◆ RECORDS PROVIDED

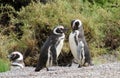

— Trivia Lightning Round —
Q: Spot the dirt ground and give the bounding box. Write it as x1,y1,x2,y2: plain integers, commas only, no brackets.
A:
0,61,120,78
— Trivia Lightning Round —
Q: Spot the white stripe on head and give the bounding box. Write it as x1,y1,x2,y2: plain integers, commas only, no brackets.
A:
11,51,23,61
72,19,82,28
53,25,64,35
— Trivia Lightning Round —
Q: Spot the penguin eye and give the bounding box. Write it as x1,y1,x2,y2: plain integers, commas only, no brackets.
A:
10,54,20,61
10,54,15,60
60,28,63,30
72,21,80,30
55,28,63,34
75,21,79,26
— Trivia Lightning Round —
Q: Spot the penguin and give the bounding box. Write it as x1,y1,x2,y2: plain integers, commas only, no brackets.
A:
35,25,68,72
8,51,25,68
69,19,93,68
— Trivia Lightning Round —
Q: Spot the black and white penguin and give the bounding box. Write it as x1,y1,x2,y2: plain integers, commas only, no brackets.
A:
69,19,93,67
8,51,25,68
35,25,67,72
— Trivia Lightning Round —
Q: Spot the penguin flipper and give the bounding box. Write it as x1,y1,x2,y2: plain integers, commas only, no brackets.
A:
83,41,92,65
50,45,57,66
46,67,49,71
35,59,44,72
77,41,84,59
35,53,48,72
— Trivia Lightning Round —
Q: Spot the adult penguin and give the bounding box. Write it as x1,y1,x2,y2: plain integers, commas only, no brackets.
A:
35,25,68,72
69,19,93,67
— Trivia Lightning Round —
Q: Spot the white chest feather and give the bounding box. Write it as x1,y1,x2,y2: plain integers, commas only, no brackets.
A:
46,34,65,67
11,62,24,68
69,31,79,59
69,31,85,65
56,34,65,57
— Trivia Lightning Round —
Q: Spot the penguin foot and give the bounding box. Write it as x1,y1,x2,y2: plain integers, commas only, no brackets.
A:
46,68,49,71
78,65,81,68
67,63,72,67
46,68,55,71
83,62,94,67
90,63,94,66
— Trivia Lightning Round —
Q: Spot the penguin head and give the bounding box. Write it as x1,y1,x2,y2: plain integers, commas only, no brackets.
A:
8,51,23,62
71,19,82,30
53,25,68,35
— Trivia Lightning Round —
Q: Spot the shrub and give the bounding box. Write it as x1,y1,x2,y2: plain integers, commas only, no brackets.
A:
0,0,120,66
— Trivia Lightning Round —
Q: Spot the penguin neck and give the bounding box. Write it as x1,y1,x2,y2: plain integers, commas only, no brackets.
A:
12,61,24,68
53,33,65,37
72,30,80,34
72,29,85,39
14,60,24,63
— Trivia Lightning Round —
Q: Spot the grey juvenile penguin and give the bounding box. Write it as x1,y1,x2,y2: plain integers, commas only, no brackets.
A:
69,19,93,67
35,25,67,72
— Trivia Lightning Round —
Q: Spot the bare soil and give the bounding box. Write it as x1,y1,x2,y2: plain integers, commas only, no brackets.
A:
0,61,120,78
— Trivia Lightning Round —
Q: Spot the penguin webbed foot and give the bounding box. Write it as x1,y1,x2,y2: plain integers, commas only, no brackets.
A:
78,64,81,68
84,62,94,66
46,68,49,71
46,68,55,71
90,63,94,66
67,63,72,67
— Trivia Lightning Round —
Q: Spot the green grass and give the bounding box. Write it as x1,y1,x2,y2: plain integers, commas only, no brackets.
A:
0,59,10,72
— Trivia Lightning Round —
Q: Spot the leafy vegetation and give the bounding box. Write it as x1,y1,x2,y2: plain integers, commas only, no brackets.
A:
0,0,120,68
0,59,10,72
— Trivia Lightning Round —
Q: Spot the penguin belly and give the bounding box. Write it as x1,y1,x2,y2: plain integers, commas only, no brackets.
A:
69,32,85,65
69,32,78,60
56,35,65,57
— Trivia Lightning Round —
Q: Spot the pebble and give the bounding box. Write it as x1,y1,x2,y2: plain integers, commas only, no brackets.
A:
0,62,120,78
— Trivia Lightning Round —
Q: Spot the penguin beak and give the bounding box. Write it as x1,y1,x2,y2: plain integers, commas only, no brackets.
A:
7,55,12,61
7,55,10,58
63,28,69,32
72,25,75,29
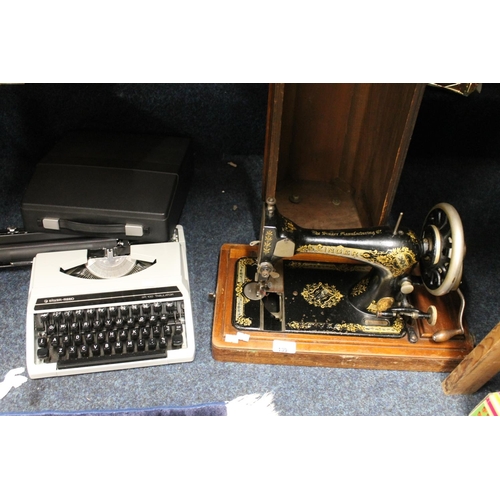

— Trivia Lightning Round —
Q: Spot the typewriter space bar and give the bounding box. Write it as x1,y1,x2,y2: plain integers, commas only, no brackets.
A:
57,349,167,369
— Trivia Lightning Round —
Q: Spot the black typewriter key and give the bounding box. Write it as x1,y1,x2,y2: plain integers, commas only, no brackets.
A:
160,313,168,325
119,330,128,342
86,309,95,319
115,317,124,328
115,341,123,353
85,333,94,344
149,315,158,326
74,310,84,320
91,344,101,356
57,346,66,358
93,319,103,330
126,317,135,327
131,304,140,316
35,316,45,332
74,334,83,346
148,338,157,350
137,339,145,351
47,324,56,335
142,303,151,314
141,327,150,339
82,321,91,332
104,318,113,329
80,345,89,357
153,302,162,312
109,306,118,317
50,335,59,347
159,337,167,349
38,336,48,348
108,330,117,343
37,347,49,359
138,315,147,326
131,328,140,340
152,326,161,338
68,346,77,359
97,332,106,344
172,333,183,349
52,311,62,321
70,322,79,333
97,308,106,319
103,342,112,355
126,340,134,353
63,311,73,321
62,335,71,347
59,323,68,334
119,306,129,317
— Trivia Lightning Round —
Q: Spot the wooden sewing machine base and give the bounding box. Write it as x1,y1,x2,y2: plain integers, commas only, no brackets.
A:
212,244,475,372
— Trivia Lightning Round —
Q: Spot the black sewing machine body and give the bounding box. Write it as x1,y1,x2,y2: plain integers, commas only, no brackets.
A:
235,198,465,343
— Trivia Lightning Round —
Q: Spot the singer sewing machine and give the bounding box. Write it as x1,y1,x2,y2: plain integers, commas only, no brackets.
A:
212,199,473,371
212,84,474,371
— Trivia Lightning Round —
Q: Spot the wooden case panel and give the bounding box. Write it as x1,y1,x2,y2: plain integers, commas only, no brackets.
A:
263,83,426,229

...

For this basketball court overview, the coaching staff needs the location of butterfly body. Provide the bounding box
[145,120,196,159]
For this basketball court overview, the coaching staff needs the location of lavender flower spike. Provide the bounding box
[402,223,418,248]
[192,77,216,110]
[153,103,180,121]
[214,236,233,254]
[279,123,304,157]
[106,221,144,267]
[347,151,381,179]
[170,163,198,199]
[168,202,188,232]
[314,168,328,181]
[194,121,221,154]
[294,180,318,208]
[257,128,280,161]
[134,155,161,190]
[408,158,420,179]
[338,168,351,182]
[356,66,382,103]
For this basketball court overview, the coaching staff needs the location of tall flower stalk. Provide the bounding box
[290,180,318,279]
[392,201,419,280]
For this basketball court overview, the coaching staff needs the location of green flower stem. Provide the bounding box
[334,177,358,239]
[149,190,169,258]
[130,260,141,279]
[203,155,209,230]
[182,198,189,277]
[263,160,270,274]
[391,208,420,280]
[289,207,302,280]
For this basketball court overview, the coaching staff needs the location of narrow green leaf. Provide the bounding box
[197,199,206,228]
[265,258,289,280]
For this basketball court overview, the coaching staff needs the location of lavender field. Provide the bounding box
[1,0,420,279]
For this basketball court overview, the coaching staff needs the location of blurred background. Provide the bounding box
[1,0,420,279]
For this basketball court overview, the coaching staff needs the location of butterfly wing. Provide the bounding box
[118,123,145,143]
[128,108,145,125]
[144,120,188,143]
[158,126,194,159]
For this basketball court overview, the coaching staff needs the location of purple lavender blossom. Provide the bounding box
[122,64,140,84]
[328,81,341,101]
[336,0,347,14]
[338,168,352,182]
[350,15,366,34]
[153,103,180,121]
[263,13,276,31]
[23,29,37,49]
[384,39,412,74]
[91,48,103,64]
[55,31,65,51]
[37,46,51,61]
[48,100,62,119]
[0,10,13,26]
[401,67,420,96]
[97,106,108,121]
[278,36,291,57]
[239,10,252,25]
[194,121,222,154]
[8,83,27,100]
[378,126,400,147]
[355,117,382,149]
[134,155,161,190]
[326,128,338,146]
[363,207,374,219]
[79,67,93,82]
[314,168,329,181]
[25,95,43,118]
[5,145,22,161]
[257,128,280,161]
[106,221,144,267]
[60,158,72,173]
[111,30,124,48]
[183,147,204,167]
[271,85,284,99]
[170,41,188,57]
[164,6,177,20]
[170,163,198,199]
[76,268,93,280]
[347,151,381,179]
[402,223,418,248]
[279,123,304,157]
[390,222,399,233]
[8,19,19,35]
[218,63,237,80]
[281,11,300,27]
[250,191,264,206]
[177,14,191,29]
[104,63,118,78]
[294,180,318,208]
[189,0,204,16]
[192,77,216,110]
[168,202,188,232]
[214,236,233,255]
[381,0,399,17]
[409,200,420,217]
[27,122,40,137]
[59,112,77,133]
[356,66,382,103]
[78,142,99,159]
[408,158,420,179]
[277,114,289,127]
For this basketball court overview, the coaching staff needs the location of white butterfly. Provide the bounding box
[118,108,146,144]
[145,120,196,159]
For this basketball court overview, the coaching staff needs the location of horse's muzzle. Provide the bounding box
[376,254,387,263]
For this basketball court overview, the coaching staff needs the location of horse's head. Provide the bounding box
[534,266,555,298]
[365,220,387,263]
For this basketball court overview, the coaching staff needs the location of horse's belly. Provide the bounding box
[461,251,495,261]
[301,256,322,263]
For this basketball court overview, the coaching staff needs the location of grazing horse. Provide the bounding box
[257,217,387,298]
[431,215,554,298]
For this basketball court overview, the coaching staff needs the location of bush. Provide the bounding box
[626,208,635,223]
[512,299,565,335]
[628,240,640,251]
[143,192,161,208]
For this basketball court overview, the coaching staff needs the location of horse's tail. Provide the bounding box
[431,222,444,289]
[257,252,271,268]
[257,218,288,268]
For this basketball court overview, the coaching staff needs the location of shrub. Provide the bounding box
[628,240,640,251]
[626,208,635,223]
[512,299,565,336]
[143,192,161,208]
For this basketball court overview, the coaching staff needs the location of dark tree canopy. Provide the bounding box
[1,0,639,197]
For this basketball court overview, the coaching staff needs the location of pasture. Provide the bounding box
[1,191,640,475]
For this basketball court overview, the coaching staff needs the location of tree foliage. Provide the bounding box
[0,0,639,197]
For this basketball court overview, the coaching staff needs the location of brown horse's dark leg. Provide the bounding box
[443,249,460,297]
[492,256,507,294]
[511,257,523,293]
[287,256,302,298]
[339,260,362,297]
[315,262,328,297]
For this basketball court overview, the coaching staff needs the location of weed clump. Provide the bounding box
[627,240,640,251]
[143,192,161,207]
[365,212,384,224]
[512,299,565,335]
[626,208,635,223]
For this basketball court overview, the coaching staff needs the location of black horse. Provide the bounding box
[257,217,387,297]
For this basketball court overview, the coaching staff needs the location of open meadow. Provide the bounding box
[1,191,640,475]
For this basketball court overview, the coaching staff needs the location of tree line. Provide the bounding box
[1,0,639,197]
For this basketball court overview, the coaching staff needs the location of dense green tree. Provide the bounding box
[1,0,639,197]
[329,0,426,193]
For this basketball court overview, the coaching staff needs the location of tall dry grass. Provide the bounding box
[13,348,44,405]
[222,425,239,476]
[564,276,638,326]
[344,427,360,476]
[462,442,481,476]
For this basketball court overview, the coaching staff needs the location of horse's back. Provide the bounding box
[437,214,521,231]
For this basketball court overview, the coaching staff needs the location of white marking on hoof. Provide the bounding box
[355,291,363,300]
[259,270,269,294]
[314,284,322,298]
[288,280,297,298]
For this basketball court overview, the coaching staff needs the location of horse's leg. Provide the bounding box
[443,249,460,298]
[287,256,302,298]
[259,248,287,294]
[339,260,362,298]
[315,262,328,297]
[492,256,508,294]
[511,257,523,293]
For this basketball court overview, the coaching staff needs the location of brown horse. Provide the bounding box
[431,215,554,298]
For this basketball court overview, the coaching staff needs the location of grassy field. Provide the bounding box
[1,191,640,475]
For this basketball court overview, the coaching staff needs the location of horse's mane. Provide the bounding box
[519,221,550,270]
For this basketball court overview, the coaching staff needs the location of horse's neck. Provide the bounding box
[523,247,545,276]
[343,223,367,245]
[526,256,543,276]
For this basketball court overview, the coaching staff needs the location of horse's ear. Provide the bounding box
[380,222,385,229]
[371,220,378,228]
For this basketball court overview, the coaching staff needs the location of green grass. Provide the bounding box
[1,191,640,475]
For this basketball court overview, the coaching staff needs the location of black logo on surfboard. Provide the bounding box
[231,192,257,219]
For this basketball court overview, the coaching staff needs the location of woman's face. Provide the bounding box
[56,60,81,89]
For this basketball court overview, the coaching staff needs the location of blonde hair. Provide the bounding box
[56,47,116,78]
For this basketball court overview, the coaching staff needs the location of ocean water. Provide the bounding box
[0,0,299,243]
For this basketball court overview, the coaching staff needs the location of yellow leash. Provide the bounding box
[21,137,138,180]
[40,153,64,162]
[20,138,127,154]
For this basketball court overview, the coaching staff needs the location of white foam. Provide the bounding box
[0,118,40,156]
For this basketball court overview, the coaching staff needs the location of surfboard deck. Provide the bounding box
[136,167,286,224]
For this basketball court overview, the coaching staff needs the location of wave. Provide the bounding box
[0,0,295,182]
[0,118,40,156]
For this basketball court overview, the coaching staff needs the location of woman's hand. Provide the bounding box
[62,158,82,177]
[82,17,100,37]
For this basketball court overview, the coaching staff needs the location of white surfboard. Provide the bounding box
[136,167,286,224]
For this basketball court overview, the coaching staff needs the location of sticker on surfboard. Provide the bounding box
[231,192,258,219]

---

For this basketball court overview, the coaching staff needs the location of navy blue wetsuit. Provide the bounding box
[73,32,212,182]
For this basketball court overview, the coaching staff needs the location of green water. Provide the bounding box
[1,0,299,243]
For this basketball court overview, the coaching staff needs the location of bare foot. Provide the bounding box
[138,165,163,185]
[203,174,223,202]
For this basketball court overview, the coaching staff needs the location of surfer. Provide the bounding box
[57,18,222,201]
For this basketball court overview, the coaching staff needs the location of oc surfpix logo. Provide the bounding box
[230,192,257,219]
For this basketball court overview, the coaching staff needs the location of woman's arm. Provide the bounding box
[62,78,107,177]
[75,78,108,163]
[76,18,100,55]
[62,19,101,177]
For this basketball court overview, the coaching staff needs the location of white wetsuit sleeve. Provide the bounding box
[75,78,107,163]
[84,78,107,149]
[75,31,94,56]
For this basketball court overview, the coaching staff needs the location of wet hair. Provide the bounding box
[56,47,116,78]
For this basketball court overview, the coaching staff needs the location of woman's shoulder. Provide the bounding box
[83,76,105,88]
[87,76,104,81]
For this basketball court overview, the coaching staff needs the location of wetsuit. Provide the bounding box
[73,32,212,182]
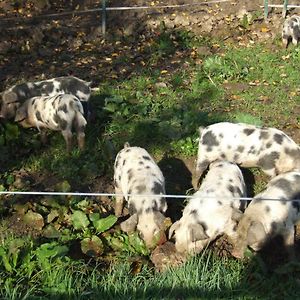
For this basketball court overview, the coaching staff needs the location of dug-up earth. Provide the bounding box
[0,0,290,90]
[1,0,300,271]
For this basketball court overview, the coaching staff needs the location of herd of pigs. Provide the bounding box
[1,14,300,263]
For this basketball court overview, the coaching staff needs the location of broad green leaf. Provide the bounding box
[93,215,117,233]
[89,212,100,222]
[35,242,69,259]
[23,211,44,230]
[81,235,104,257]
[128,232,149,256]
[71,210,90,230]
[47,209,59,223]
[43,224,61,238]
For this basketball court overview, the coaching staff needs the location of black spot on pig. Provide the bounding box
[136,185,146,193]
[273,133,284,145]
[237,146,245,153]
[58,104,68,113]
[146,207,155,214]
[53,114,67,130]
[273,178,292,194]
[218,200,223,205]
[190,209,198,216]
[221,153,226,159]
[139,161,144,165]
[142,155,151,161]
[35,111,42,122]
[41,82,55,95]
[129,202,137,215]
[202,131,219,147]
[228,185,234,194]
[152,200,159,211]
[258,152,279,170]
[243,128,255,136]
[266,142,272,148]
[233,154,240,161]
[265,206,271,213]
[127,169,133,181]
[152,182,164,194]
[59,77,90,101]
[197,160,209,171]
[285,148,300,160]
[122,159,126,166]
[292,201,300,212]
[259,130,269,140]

◆ EXERCISE GOAL
Determine how many lines in the entries hold the string "wooden". Write only the number.

◆ EXERCISE ANSWER
2